Material provided:
* Begin *
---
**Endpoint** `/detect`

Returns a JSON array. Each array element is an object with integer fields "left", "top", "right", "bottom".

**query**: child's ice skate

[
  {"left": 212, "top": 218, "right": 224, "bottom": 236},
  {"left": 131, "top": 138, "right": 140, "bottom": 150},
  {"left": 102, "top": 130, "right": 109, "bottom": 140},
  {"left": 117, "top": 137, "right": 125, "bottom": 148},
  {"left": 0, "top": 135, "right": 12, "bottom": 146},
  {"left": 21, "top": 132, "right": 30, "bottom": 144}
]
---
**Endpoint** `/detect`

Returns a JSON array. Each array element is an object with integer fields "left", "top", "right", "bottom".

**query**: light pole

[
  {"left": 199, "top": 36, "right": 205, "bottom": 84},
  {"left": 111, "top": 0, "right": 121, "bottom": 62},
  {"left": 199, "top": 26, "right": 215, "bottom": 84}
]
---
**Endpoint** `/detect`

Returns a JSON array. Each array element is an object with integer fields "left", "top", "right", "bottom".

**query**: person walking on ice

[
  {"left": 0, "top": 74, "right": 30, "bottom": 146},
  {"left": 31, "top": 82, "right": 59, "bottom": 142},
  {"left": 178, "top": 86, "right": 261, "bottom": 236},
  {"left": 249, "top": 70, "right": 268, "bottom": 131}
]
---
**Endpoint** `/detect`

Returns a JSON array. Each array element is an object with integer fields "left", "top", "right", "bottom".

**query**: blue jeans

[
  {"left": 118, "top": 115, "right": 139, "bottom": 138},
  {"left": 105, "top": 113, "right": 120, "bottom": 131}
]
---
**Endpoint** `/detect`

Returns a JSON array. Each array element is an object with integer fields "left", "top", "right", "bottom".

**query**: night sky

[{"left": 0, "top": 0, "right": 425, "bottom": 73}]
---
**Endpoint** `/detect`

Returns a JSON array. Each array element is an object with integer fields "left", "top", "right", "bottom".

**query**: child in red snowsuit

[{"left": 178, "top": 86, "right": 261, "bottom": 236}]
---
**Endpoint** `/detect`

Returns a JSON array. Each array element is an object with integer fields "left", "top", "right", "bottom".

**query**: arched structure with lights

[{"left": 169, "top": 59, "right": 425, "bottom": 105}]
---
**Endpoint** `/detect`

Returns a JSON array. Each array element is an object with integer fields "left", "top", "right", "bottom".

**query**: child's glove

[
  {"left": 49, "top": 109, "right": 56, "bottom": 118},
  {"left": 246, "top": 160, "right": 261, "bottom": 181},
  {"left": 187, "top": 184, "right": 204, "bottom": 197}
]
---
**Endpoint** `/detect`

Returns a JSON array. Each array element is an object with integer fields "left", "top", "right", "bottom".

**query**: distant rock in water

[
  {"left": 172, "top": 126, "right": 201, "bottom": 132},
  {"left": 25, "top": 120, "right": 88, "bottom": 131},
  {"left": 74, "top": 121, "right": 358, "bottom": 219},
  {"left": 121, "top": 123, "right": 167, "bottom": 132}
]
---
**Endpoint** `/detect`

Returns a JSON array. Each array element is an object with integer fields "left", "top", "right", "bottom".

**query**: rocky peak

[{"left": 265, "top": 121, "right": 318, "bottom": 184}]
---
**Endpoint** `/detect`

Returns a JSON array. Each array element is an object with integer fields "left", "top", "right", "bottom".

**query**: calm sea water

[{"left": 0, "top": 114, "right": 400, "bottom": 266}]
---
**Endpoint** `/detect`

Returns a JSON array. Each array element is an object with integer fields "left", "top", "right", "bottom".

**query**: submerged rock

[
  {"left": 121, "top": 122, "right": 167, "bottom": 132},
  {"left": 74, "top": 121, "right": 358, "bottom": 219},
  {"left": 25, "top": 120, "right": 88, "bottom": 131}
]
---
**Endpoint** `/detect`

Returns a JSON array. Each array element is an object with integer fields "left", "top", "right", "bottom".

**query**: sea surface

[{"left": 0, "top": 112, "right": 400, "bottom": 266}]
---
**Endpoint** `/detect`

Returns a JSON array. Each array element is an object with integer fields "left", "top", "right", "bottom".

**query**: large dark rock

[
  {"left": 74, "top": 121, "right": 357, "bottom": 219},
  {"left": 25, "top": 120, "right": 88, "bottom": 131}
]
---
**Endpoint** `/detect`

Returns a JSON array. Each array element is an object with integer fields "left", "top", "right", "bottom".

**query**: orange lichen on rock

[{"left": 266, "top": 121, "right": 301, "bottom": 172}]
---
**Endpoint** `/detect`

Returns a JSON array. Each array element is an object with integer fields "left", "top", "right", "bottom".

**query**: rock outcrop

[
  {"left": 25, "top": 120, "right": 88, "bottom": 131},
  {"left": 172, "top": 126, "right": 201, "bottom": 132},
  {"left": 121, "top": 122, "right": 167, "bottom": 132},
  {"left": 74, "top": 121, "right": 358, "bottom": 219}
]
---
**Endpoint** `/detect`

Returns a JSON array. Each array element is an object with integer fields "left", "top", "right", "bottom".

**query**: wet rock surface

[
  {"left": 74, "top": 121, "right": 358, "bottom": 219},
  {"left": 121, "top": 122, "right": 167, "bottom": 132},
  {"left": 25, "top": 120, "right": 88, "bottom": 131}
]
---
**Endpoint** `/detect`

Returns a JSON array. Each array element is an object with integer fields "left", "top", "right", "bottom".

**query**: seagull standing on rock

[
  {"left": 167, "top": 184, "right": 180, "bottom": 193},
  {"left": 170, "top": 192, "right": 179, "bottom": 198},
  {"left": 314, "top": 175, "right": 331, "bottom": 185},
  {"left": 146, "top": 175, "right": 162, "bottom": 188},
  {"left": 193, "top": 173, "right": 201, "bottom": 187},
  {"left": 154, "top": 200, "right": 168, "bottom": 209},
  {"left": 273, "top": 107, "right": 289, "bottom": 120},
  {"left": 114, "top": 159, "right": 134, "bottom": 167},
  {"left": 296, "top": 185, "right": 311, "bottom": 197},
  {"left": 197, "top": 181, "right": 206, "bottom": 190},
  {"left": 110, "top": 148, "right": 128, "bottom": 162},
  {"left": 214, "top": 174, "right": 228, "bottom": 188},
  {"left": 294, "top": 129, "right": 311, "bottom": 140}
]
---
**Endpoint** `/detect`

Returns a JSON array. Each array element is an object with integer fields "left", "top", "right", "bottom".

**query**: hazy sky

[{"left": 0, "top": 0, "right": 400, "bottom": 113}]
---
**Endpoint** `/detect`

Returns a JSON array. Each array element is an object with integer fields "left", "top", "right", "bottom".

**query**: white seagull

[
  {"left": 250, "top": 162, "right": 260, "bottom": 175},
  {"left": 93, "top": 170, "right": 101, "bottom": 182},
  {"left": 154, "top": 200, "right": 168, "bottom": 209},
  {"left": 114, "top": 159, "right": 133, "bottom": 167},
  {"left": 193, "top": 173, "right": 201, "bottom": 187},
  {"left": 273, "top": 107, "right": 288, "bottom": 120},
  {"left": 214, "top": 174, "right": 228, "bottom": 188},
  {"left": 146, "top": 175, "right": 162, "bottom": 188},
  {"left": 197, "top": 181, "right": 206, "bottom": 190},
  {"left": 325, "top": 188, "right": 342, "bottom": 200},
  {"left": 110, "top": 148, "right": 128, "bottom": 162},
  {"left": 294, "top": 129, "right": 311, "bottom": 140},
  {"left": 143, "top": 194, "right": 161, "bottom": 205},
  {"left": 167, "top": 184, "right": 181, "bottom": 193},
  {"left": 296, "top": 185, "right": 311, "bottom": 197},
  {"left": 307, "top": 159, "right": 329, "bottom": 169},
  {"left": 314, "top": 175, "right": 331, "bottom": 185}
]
* End *
Copy out every entry again, exactly as it was given.

---
**Endpoint** `/detect`

Returns a JSON array. Each array element is an object with integer fields "left", "top", "right", "bottom".

**query**: child's ice skate

[
  {"left": 212, "top": 218, "right": 224, "bottom": 236},
  {"left": 131, "top": 138, "right": 140, "bottom": 150},
  {"left": 102, "top": 130, "right": 109, "bottom": 140},
  {"left": 117, "top": 137, "right": 125, "bottom": 148},
  {"left": 0, "top": 135, "right": 12, "bottom": 146},
  {"left": 21, "top": 132, "right": 30, "bottom": 144}
]
---
**Endpoint** `/detect`

Returns a JSON array. Each array element is an object with integer fields "left", "top", "right", "bottom".

**query**: light pole

[
  {"left": 199, "top": 36, "right": 205, "bottom": 84},
  {"left": 111, "top": 0, "right": 121, "bottom": 62},
  {"left": 199, "top": 26, "right": 215, "bottom": 84}
]
---
**Endpoint** `/detect`

Returns a JSON array. Each array element is an object with integer fields "left", "top", "right", "bottom".

**query**: person walking on ice

[
  {"left": 0, "top": 74, "right": 30, "bottom": 146},
  {"left": 31, "top": 82, "right": 59, "bottom": 142},
  {"left": 178, "top": 86, "right": 261, "bottom": 236},
  {"left": 249, "top": 70, "right": 268, "bottom": 131}
]
---
**Endpoint** `/detect`

Returns a JSON array. Each array element is an object with integer fields "left", "top", "right", "bottom".

**query**: blue jeans

[
  {"left": 118, "top": 115, "right": 139, "bottom": 138},
  {"left": 105, "top": 113, "right": 120, "bottom": 131}
]
---
**Endpoint** `/detect`

Returns a JSON array. Each array element is an object with integer fields "left", "top", "right", "bottom".

**query**: night sky

[{"left": 0, "top": 0, "right": 425, "bottom": 73}]
---
**Endpoint** `/detect`

Returns a JSON array. Each array element is an object with integer fields "left", "top", "right", "bottom".

**query**: child in red snowsuit

[{"left": 178, "top": 86, "right": 261, "bottom": 236}]
---
**Endpoint** `/detect`

Returns a JSON array. Each array element is an object with integer fields "left", "top", "right", "bottom".

**query**: arched structure with lights

[{"left": 169, "top": 59, "right": 425, "bottom": 105}]
---
**Endpoint** `/detect`

Returns a JSON array. Each array element is an object with integer fields "left", "top", "right", "bottom".

**query**: child's glove

[
  {"left": 49, "top": 109, "right": 56, "bottom": 118},
  {"left": 246, "top": 160, "right": 261, "bottom": 181},
  {"left": 187, "top": 184, "right": 204, "bottom": 197}
]
---
**Endpoint** `/detect`

Returns a JSON array. Each array element is an object with integer fields "left", "top", "right", "bottom".

**query**: distant rock in water

[
  {"left": 172, "top": 126, "right": 201, "bottom": 132},
  {"left": 25, "top": 120, "right": 88, "bottom": 131},
  {"left": 74, "top": 121, "right": 358, "bottom": 219},
  {"left": 121, "top": 123, "right": 167, "bottom": 132}
]
---
**Endpoint** `/detect`

Returns a JSON array. Each array element is an object with integer fields "left", "top", "right", "bottom".

**query**: rocky peak

[{"left": 265, "top": 121, "right": 318, "bottom": 184}]
---
**Endpoint** `/detect`

Returns a JSON array. Each array element is an object with integer fields "left", "top", "right", "bottom".

**query**: calm sea water

[{"left": 0, "top": 114, "right": 400, "bottom": 266}]
---
**Endpoint** `/detect`

Returns a JSON array. Each array element is an object with integer fields "left", "top", "right", "bottom".

**query**: submerged rock

[
  {"left": 121, "top": 122, "right": 167, "bottom": 132},
  {"left": 74, "top": 121, "right": 358, "bottom": 219},
  {"left": 25, "top": 120, "right": 88, "bottom": 131}
]
---
**Endpoint** `/detect`

Returns a JSON array. Each array element is an object with integer fields "left", "top", "right", "bottom".

**query**: sea surface

[{"left": 0, "top": 112, "right": 400, "bottom": 266}]
---
**Endpoint** `/detect`

Returns a JSON array. Each array element is an object with integer fields "left", "top", "right", "bottom".

**query**: large dark rock

[
  {"left": 74, "top": 121, "right": 357, "bottom": 219},
  {"left": 25, "top": 120, "right": 88, "bottom": 131}
]
---
**Endpoint** `/detect`

Returns a JSON array. Each array element is an object with integer fields "left", "top", "right", "bottom".

**query**: orange lichen on rock

[{"left": 266, "top": 121, "right": 301, "bottom": 172}]
---
**Endpoint** `/detect`

Returns a JSON array. Each array element is an object with integer fields "left", "top", "right", "bottom".

**query**: rock outcrop

[
  {"left": 25, "top": 120, "right": 88, "bottom": 131},
  {"left": 172, "top": 126, "right": 201, "bottom": 132},
  {"left": 121, "top": 122, "right": 167, "bottom": 132},
  {"left": 74, "top": 121, "right": 358, "bottom": 219}
]
---
**Endpoint** `/detect`

Returns a JSON array. Each array element is an object with integer fields "left", "top", "right", "bottom".

**query**: wet rock surface

[
  {"left": 74, "top": 121, "right": 358, "bottom": 219},
  {"left": 121, "top": 122, "right": 167, "bottom": 132},
  {"left": 25, "top": 120, "right": 88, "bottom": 131}
]
---
**Endpoint** `/detect`

Returns a JSON array. Each array element is an object with integer fields "left", "top", "right", "bottom".

**query**: seagull standing on rock

[
  {"left": 167, "top": 184, "right": 180, "bottom": 193},
  {"left": 170, "top": 192, "right": 179, "bottom": 198},
  {"left": 314, "top": 175, "right": 331, "bottom": 185},
  {"left": 146, "top": 175, "right": 162, "bottom": 188},
  {"left": 193, "top": 173, "right": 201, "bottom": 187},
  {"left": 154, "top": 200, "right": 168, "bottom": 209},
  {"left": 273, "top": 107, "right": 289, "bottom": 120},
  {"left": 114, "top": 159, "right": 134, "bottom": 167},
  {"left": 296, "top": 185, "right": 311, "bottom": 197},
  {"left": 197, "top": 181, "right": 206, "bottom": 190},
  {"left": 110, "top": 148, "right": 128, "bottom": 162},
  {"left": 214, "top": 174, "right": 228, "bottom": 188},
  {"left": 294, "top": 129, "right": 311, "bottom": 140}
]
---
**Endpoint** `/detect`

Returns a JSON array. Each array element is an object with integer fields "left", "top", "right", "bottom".

**query**: hazy sky

[{"left": 0, "top": 0, "right": 400, "bottom": 113}]
---
**Endpoint** `/detect`

Returns a JSON array. Each array element is an object with integer fields "left", "top", "right", "bottom".

**query**: white seagull

[
  {"left": 250, "top": 162, "right": 260, "bottom": 175},
  {"left": 93, "top": 170, "right": 101, "bottom": 182},
  {"left": 154, "top": 200, "right": 168, "bottom": 209},
  {"left": 114, "top": 159, "right": 133, "bottom": 167},
  {"left": 193, "top": 173, "right": 201, "bottom": 187},
  {"left": 273, "top": 107, "right": 288, "bottom": 120},
  {"left": 214, "top": 174, "right": 228, "bottom": 188},
  {"left": 146, "top": 175, "right": 162, "bottom": 188},
  {"left": 197, "top": 181, "right": 206, "bottom": 190},
  {"left": 325, "top": 188, "right": 342, "bottom": 200},
  {"left": 110, "top": 148, "right": 128, "bottom": 162},
  {"left": 294, "top": 129, "right": 311, "bottom": 140},
  {"left": 143, "top": 194, "right": 161, "bottom": 205},
  {"left": 167, "top": 184, "right": 181, "bottom": 193},
  {"left": 296, "top": 185, "right": 311, "bottom": 197},
  {"left": 307, "top": 159, "right": 329, "bottom": 169},
  {"left": 314, "top": 175, "right": 331, "bottom": 185}
]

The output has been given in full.